■ Instruction: Rewrite the material below, changing every "marker" to "dot" and leaving everything else as it is.
--- Start of Records to process ---
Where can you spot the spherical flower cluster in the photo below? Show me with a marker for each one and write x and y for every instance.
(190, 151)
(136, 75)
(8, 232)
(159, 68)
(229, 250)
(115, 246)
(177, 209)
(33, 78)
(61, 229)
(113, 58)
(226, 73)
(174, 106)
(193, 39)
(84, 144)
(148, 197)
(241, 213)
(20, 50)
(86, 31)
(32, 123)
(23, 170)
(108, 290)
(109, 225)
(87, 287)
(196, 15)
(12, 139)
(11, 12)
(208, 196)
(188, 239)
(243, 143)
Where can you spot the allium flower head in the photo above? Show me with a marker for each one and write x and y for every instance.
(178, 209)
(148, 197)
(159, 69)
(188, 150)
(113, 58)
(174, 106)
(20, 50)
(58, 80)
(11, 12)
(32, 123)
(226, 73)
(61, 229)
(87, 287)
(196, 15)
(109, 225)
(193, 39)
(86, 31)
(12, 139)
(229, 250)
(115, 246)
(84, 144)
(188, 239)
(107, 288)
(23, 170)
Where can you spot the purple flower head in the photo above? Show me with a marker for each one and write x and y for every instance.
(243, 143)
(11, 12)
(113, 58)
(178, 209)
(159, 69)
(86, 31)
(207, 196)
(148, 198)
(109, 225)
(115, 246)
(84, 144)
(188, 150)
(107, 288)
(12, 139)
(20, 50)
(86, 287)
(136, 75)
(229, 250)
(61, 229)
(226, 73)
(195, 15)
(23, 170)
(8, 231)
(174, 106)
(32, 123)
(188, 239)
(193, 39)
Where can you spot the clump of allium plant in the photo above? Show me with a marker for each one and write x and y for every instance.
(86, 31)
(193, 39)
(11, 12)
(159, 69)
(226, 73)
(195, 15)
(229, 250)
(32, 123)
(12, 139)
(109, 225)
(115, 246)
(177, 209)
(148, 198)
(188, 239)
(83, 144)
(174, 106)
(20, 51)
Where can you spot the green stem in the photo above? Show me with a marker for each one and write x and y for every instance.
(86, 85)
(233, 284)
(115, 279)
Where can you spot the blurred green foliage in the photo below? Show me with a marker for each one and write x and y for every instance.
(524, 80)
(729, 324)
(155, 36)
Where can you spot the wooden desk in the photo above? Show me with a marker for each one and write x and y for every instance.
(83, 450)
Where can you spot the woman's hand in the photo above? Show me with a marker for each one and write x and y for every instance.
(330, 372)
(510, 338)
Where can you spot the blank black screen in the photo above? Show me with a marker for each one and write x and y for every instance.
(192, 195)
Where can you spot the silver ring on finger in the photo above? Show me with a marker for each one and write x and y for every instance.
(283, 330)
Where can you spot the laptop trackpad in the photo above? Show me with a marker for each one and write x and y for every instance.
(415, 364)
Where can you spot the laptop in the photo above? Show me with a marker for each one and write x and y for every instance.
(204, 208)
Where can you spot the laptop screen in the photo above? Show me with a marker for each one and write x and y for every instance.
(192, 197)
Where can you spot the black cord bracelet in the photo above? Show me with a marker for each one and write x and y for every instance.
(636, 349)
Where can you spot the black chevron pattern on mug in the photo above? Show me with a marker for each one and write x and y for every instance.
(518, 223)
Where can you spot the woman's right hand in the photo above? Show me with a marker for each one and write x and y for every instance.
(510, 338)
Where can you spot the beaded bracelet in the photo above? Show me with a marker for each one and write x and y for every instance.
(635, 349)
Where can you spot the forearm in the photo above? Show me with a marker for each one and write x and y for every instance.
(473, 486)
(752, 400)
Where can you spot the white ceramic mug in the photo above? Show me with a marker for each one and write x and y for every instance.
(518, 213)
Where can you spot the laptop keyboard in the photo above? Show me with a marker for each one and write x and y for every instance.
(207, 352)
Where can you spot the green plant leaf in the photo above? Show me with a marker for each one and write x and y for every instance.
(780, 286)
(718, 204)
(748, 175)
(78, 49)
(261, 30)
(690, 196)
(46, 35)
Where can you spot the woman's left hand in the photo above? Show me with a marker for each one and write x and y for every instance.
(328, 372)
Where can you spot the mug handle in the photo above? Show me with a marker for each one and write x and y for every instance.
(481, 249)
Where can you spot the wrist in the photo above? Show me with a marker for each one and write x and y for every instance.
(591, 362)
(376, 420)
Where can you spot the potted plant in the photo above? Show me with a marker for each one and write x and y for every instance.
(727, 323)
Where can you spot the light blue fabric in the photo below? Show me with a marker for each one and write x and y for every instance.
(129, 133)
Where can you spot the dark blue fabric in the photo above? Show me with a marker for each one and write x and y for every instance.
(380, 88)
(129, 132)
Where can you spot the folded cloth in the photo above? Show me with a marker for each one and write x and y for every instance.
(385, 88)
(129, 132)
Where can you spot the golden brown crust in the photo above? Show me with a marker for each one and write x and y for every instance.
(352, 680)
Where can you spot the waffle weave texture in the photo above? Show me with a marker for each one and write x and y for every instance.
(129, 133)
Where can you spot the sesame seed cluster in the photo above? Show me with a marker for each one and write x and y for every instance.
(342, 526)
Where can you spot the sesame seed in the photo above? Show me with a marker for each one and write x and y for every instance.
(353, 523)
--- End of Records to process ---
■ Completed task:
Where can you spot the spherical flower cluster in the photo below? Show me with a dot for each one and write x and y for every instance.
(190, 151)
(136, 75)
(8, 232)
(159, 68)
(229, 250)
(115, 246)
(177, 209)
(33, 78)
(61, 229)
(113, 58)
(226, 73)
(174, 106)
(193, 39)
(84, 144)
(148, 197)
(241, 213)
(20, 50)
(86, 31)
(32, 123)
(23, 170)
(108, 290)
(109, 225)
(87, 287)
(196, 15)
(12, 139)
(11, 12)
(208, 196)
(188, 239)
(243, 143)
Where can you spot the allium flower head in the photo above? Show me with a dot for each one and write x and y for every instance.
(178, 209)
(148, 197)
(159, 69)
(188, 150)
(113, 58)
(174, 106)
(20, 50)
(58, 80)
(11, 12)
(32, 123)
(226, 73)
(61, 229)
(87, 287)
(196, 15)
(109, 225)
(193, 39)
(86, 31)
(12, 139)
(229, 250)
(115, 246)
(84, 144)
(188, 239)
(107, 288)
(23, 170)
Where can you spot the purple flower head in the photo above? Show me with a dot for each one and write x and y for every instance.
(243, 143)
(11, 12)
(113, 58)
(178, 209)
(159, 69)
(86, 31)
(207, 196)
(148, 198)
(109, 225)
(115, 246)
(84, 144)
(188, 150)
(107, 288)
(12, 139)
(20, 50)
(86, 287)
(136, 75)
(229, 250)
(61, 229)
(226, 73)
(195, 15)
(23, 170)
(8, 231)
(174, 106)
(32, 123)
(188, 239)
(193, 39)
Where can you spot the clump of allium plant in the photo above? Show me with a dot for each one and write x and y for every instance.
(86, 31)
(193, 39)
(11, 12)
(159, 69)
(226, 73)
(195, 15)
(229, 250)
(32, 123)
(12, 139)
(109, 225)
(115, 246)
(177, 209)
(148, 198)
(188, 239)
(83, 144)
(174, 106)
(20, 51)
Where can you spot the green stem in the photo above? Show me with a dot for each one and write x and y for every instance.
(86, 85)
(233, 284)
(115, 279)
Where can you spot the blurred green foliage in the photo below? Show me with a dot for each one and write x and y for every instance.
(524, 80)
(729, 324)
(155, 36)
Where can you spot the wooden desk in the photo above? Show me with a dot for each one and write x and y for every instance.
(83, 450)
Where can you spot the woman's hand in the photo above? Show me with a dot for each one and write x and y for every instance.
(330, 372)
(510, 338)
Where can you spot the blank black screen in the photo above? Show me with a dot for each one and write x and y for every instance.
(192, 195)
Where can you spot the silver ring on finger in the photo above? Show me with a dot for each one and write x and y for every instance.
(283, 330)
Where can you spot the laptop trackpad in the photo above? Show me with a dot for each one and write x and y for every instance.
(415, 364)
Where can you spot the laptop in the photo above? Show me with a dot for each one and write x and y for every instance.
(204, 208)
Where can you spot the laptop screen in the photo above? Show me with a dot for each one and write x and y for every instance.
(192, 197)
Where can you spot the black cord bracelet in the photo above? Show me with a dot for each one and write x and y for every instance.
(636, 349)
Where can you spot the black chevron pattern on mug in the photo above? Show me with a dot for each one and write x and y for every instance.
(518, 223)
Where can you spot the woman's right hand in the photo above? Show me with a dot for each one and write x and y for every instance.
(510, 338)
Where can you spot the beaded bracelet in the photo above? Show me with a dot for each one and write x and y for every instance.
(635, 349)
Where can you spot the forearm in the photo above? Show me with a dot for each one and write x and y for every instance.
(473, 486)
(752, 400)
Where can you spot the white ceramic mug in the photo above? Show me with a dot for each one and write x and y for every instance.
(518, 213)
Where can you spot the laptop keyboard in the photo above? Show me with a dot for each one and write x and y for every instance.
(207, 352)
Where can you spot the green plant leaf in the photo above? Show me with a dot for each one and write x and y for every instance.
(780, 286)
(718, 204)
(748, 175)
(78, 49)
(261, 30)
(690, 196)
(46, 35)
Where can you spot the woman's left hand in the photo above? Show me with a dot for each one and write x and y for every instance.
(328, 372)
Where can you spot the mug handle in the photo above? Show me with a dot for each one and write x and y for every instance.
(481, 249)
Where can you spot the wrist in the photo above? Show me with a dot for each one and write x and y for every instance.
(591, 362)
(376, 420)
Where can you spot the potted plant in the photo above? Show me with a dot for each one and write x and y for every instance.
(727, 323)
Where can you spot the light blue fabric in the photo below? Show me with a dot for each one and write x and y for every instance.
(129, 133)
Where can you spot the dark blue fabric in the photo above? Show me with a dot for each one and write x and y for every instance.
(380, 88)
(129, 132)
Where can you spot the folded cloth in the photo above? Show me with a dot for each one and write x and y for every instance.
(385, 88)
(129, 132)
Where can you spot the golden brown crust in the photo above? Show me with a dot for each one and write x and y for every instance.
(352, 680)
Where can you spot the waffle weave texture in the photo above? Show me with a dot for each one and write x and y for every instance.
(129, 133)
Where can you spot the sesame seed cluster in the photo above? Show me with a dot for each one and write x and y for every instance.
(342, 526)
Where can you spot the sesame seed in the photo above? Show me with a dot for each one and write x and y for every instance.
(353, 523)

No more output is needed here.